── Data provided
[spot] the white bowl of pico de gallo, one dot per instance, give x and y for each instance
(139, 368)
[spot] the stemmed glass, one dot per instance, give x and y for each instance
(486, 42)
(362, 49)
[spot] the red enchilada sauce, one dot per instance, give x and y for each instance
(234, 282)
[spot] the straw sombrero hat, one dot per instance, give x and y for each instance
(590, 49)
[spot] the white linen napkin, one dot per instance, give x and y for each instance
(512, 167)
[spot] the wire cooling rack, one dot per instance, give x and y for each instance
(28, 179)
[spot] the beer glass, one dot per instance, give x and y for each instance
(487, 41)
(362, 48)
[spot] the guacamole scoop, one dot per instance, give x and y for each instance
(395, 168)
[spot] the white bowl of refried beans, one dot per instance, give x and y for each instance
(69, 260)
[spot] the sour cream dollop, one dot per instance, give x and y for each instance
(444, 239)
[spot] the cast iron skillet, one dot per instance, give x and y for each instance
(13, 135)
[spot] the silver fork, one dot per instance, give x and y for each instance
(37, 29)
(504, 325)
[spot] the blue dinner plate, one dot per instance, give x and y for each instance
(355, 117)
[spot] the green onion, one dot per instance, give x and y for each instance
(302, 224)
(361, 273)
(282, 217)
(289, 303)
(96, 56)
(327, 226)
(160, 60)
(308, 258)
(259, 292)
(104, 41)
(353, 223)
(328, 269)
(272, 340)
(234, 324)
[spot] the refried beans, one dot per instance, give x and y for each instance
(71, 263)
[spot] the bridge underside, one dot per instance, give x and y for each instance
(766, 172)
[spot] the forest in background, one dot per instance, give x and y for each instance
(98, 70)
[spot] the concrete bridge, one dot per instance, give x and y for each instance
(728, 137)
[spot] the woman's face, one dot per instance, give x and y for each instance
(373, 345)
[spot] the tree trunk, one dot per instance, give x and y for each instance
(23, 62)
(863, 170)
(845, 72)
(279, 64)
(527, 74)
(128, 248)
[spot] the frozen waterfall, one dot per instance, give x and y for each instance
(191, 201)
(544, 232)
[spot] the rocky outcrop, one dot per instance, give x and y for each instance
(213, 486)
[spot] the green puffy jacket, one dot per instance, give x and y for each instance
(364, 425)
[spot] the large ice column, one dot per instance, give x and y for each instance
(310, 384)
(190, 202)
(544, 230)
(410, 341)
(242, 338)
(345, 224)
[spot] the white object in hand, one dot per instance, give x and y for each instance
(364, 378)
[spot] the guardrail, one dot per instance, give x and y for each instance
────
--- Exercise requirements ---
Set down the data above again in full, character for character, with nothing left out or changed.

--- Result of this task ---
[spot] the white bowl of pico de gallo, one dot per instance, give x and y for each instance
(139, 368)
[spot] the stemmed glass, one dot per instance, give x and y for each instance
(486, 42)
(362, 49)
[spot] the red enchilada sauce, one dot per instance, give x and y for each instance
(234, 282)
[spot] the straw sombrero hat, one dot per instance, give x and y for each instance
(590, 49)
[spot] the white linen napkin, one dot per instance, give x and y for each instance
(512, 167)
[spot] the wire cooling rack, one dot per instance, give x and y for each instance
(28, 179)
[spot] the beer glass, one dot per instance, give x and y for each instance
(487, 41)
(362, 48)
[spot] the guacamole scoop, one dot per instance, give x and y for each instance
(395, 168)
[spot] the white bowl of refried beans, one dot per instance, give x and y for each instance
(69, 260)
[spot] the sour cream dollop, one dot per instance, give x and y for each instance
(444, 239)
[spot] the cast iron skillet, one dot per instance, give x and y for each instance
(13, 135)
[spot] the silver fork, one dot per instance, give x and y for each instance
(37, 29)
(504, 325)
[spot] the blue dinner plate, one dot per instance, give x and y for each instance
(355, 117)
[spot] the green onion, one dot per instance, give x and y for each instance
(302, 224)
(361, 273)
(282, 217)
(289, 303)
(96, 56)
(327, 226)
(160, 60)
(308, 258)
(259, 292)
(104, 41)
(353, 223)
(328, 269)
(272, 340)
(234, 324)
[spot] the refried beans, one dot per instance, give x and y for each instance
(71, 263)
[spot] the bridge underside, one dot per instance, give x and y for each instance
(766, 172)
[spot] the forest in background, one dot per instance, give x and y for each instance
(98, 70)
[spot] the concrete bridge, one dot per instance, give x and y for each instance
(728, 137)
[spot] the woman's face, one dot per instance, give x and y for each instance
(373, 345)
[spot] the tree trunk, one dot per instance, give x and y for each instance
(23, 62)
(863, 170)
(845, 72)
(279, 64)
(527, 74)
(128, 248)
[spot] the frozen waterfall, one dot per instance, give x and y for each instance
(191, 201)
(544, 232)
[spot] the rocky outcrop, one dot per instance, give x and y for each instance
(213, 486)
[spot] the green puffy jacket, one dot per instance, give x and y for each instance
(364, 425)
[spot] the large ice column, one dot per instance, give x and y for each instance
(310, 384)
(190, 202)
(544, 230)
(410, 341)
(242, 338)
(345, 224)
[spot] the white object in hand, one dot per instance, give x and y for each instance
(364, 378)
[spot] the guardrail, one dot per instance, give x and y for each instance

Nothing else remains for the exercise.